The lines below starting at the line containing "137 114 L 195" and ending at the line containing "197 217 L 207" are to be repeated exactly, with both ends kept and nothing else added.

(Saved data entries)
###
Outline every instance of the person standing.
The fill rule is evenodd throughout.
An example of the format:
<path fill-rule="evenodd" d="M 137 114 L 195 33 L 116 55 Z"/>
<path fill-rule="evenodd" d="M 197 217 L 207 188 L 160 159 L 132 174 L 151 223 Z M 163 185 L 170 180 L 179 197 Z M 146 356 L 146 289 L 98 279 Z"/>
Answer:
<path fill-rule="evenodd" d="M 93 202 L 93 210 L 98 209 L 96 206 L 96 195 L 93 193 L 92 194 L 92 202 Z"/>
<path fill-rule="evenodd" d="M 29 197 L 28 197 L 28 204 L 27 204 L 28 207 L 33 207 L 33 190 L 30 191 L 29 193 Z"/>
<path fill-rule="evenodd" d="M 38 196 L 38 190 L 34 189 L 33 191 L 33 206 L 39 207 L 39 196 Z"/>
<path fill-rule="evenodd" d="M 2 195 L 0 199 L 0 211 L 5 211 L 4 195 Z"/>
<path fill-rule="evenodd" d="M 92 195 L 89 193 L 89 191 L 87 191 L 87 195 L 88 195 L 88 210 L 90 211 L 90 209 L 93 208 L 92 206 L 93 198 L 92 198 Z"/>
###
**RESULT OF THE TASK:**
<path fill-rule="evenodd" d="M 137 114 L 195 33 L 116 55 Z"/>
<path fill-rule="evenodd" d="M 197 217 L 207 188 L 160 159 L 132 174 L 151 223 Z M 163 185 L 170 180 L 179 197 Z M 146 356 L 146 289 L 98 279 Z"/>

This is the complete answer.